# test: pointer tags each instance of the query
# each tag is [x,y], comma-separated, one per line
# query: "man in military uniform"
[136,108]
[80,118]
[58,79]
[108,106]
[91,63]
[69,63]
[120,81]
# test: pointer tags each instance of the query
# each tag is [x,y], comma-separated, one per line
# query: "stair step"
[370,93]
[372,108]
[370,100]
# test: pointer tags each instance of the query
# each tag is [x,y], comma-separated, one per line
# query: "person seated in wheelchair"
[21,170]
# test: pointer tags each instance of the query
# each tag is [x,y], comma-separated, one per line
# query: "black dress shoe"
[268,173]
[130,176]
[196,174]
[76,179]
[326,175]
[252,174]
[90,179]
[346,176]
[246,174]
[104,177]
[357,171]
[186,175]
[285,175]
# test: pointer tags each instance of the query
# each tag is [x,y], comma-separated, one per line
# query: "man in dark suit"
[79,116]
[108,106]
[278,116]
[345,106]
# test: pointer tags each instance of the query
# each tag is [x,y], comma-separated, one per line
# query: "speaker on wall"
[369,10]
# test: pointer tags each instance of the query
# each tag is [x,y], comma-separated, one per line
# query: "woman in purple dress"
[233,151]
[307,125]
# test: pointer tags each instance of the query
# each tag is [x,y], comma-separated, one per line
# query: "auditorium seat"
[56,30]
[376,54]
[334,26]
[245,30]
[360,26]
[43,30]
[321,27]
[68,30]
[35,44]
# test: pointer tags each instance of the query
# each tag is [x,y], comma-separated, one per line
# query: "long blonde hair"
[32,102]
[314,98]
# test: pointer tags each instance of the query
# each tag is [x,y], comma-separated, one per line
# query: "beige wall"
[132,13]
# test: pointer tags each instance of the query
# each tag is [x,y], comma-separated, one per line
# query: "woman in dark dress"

EXERCISE AIM> All of the entries need to be reproduced exactly; please write them out.

RESPONSE BELOW>
# test: pointer tags each instance of the query
# each tag is [x,y], comma-separated, one per line
# query: "man in military uniform"
[136,108]
[80,118]
[58,79]
[108,106]
[91,63]
[69,63]
[120,81]
# test: pointer tags each instance of the query
# each tag is [x,y], comma-separated, one per line
# query: "stair step"
[370,93]
[372,108]
[370,100]
# test: pointer tags each instance of the query
# each tag is [x,y], comma-separated, one per line
# query: "person seated in wheelchair"
[21,170]
# test: pointer tags each instance of the query
# each tag is [x,y], comma-separated, one per line
# query: "black dress shoe"
[268,173]
[130,176]
[196,174]
[76,179]
[326,175]
[252,174]
[90,179]
[346,176]
[246,174]
[104,177]
[357,171]
[186,175]
[285,175]
# test: pointer tags each instance of the query
# each tag is [x,y], comma-separated, one per line
# query: "man in dark suit"
[79,116]
[108,106]
[278,116]
[345,106]
# test: pointer tags each instance of the query
# each tag is [x,y], comma-separated, one per line
# query: "speaker on wall"
[369,10]
# test: pointer tags each instance of the query
# each tag is [x,y], comma-separated, one per line
# query: "woman in purple dress"
[233,151]
[307,125]
# test: pointer tags each instance of the query
# each tag is [x,y], comma-separated, one per line
# query: "auditorium seat"
[56,30]
[376,54]
[334,26]
[245,30]
[360,26]
[43,30]
[321,27]
[68,30]
[35,44]
# test: pointer tags each instance of the query
# each tag is [x,y], comma-separated, one per line
# query: "long blonde hair"
[32,102]
[314,98]
# test: pointer tags each instance of the query
# each tag is [x,y], comma-separated, one per line
# query: "beige wall"
[132,13]
# test: pointer tags each instance of the query
# each tag is [x,y], comma-separated, one per line
# query: "woman in dark dress"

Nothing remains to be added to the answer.